Please convert every line of the data below into a JSON list of strings, one string per line, skipping blank lines and leaving out the pictures.

Raw records:

◆ ◆ ◆ ◆ ◆ ◆ ◆

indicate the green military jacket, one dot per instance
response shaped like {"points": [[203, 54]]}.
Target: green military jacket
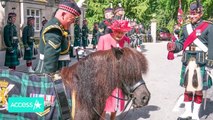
{"points": [[53, 44], [77, 35], [28, 41], [94, 36], [11, 42], [206, 38], [85, 32]]}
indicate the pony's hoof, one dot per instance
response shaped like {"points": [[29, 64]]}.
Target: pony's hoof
{"points": [[188, 118]]}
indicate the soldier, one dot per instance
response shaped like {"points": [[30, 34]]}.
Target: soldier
{"points": [[119, 12], [28, 41], [77, 33], [195, 40], [43, 23], [54, 45], [85, 32], [103, 26], [116, 39], [94, 35], [11, 42]]}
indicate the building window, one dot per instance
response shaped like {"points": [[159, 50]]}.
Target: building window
{"points": [[35, 13]]}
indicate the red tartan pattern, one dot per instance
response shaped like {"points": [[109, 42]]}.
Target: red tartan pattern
{"points": [[69, 9]]}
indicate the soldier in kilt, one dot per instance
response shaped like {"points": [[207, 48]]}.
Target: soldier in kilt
{"points": [[119, 13], [28, 41], [11, 42], [85, 32], [103, 25], [77, 33], [196, 42], [54, 46], [94, 35]]}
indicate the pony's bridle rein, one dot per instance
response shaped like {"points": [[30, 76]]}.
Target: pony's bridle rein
{"points": [[129, 91]]}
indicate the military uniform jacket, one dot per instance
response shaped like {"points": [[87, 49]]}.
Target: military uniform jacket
{"points": [[94, 36], [77, 35], [85, 32], [11, 42], [28, 41], [103, 29], [206, 37], [53, 47]]}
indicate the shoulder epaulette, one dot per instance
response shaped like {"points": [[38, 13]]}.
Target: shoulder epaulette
{"points": [[49, 28]]}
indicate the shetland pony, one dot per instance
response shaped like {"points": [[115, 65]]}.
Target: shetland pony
{"points": [[90, 82], [94, 78], [193, 77]]}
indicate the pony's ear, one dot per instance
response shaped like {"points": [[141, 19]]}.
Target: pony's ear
{"points": [[117, 52]]}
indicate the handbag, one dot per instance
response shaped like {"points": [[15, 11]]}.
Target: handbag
{"points": [[35, 51]]}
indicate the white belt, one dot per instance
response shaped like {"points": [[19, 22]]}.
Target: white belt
{"points": [[196, 48], [15, 38], [61, 57], [64, 57]]}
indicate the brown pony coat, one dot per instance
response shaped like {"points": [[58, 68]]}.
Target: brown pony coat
{"points": [[95, 76]]}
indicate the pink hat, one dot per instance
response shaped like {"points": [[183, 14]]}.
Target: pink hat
{"points": [[120, 25]]}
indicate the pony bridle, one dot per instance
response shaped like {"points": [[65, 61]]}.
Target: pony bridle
{"points": [[130, 90]]}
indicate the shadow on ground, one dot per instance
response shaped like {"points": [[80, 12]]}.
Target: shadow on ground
{"points": [[136, 113]]}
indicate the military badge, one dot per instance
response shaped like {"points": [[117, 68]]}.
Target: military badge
{"points": [[198, 32], [48, 102]]}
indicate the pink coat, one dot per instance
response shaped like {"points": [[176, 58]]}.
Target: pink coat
{"points": [[105, 42]]}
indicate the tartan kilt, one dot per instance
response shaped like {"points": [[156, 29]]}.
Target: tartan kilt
{"points": [[28, 54], [32, 85], [11, 59], [85, 41], [206, 83], [77, 42], [94, 41]]}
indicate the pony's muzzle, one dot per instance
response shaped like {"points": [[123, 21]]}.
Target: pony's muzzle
{"points": [[141, 97]]}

◆ ◆ ◆ ◆ ◆ ◆ ◆

# EXERCISE RESULT
[
  "indicate the green military jacket, one dot per instance",
  "response shaped like {\"points\": [[203, 54]]}.",
  "Target: green military jacket",
  "{\"points\": [[53, 44], [77, 35], [28, 41], [94, 36], [11, 42], [206, 38], [85, 32]]}",
  "indicate the pony's hoof, one dot per instance",
  "response shaped like {\"points\": [[29, 64]]}.",
  "Target: pony's hoof",
  "{\"points\": [[188, 118]]}",
  "indicate the soldier, one dot per instance",
  "response shaped like {\"points\": [[30, 34]]}.",
  "Target: soldier",
  "{\"points\": [[119, 12], [28, 41], [77, 33], [195, 40], [43, 23], [54, 45], [85, 32], [103, 26], [116, 39], [94, 35], [11, 42]]}",
  "indicate the building window, one dot per instance",
  "response shaped like {\"points\": [[159, 50]]}.",
  "Target: building window",
  "{\"points\": [[35, 13]]}",
  "indicate the red tartan pattern, one dot per instance",
  "response shaped like {\"points\": [[109, 42]]}.",
  "Target: red tartan pattern",
  "{\"points\": [[69, 9]]}",
  "indicate the soldier in kilt, one dot per instance",
  "response shaped like {\"points\": [[207, 48]]}.",
  "Target: soldier in kilt",
  "{\"points\": [[119, 13], [28, 41], [11, 42], [85, 32], [103, 25], [77, 33], [196, 42], [54, 46], [94, 35]]}",
  "indicate the pony's bridle rein, one dot per instance",
  "response shaped like {\"points\": [[30, 76]]}.",
  "Target: pony's bridle rein",
  "{\"points\": [[129, 91]]}",
  "indicate the military uniform jacket, one dot per instance",
  "response shaped like {\"points\": [[87, 49]]}.",
  "Target: military uniform jacket",
  "{\"points\": [[94, 36], [77, 35], [85, 32], [11, 42], [28, 41], [103, 29], [206, 37], [53, 47]]}",
  "indicate the shoulder epaulette, one dot per instance",
  "response shaped like {\"points\": [[38, 13]]}.",
  "Target: shoulder epaulette",
  "{\"points\": [[49, 28]]}",
  "indicate the shetland pony, one dot per instance",
  "response shaped like {\"points\": [[115, 65]]}.",
  "Target: shetland pony",
  "{\"points\": [[90, 82], [94, 78], [193, 77]]}",
  "indicate the pony's ear, one dot per instance",
  "response shaped like {\"points\": [[141, 19]]}.",
  "Target: pony's ear",
  "{\"points\": [[117, 52]]}",
  "indicate the handbag, one dot per instance",
  "response shaped like {\"points\": [[15, 11]]}.",
  "Target: handbag",
  "{\"points\": [[35, 51]]}",
  "indicate the white belt, one dot per instance",
  "response shaped like {\"points\": [[19, 22]]}.",
  "Target: white belt",
  "{\"points\": [[196, 48], [15, 38], [61, 57], [64, 57]]}",
  "indicate the brown pony coat, one dot per instance",
  "response shaped like {\"points\": [[58, 68]]}.",
  "Target: brown pony coat",
  "{\"points\": [[95, 76]]}",
  "indicate the pink hat, one dot per instance",
  "response shaped like {\"points\": [[183, 14]]}.",
  "Target: pink hat",
  "{\"points\": [[120, 25]]}",
  "indicate the pony bridle, one dot per instance",
  "response shaped like {\"points\": [[65, 61]]}.",
  "Target: pony bridle",
  "{\"points\": [[130, 90]]}",
  "indicate the shadow on ground, one dot per instance",
  "response shaped like {\"points\": [[80, 12]]}.",
  "Target: shadow on ground",
  "{\"points\": [[136, 113]]}",
  "indicate the military badge, one dot per instance",
  "response shaped like {\"points\": [[117, 68]]}.",
  "Target: military badge",
  "{\"points\": [[198, 32], [48, 102]]}",
  "indicate the pink coat, one dot per instance",
  "response shaped like {\"points\": [[176, 58]]}.",
  "Target: pink coat",
  "{\"points\": [[105, 42]]}",
  "indicate the tartan kilt, one dot per instance",
  "response shaped like {\"points\": [[156, 29]]}.",
  "Target: tartan kilt",
  "{\"points\": [[28, 54], [32, 85], [11, 59], [85, 41], [206, 83], [77, 42], [94, 41]]}",
  "indicate the pony's muzzle, one dot per instance",
  "response shaped like {\"points\": [[123, 21]]}.",
  "Target: pony's muzzle",
  "{\"points\": [[141, 97]]}"
]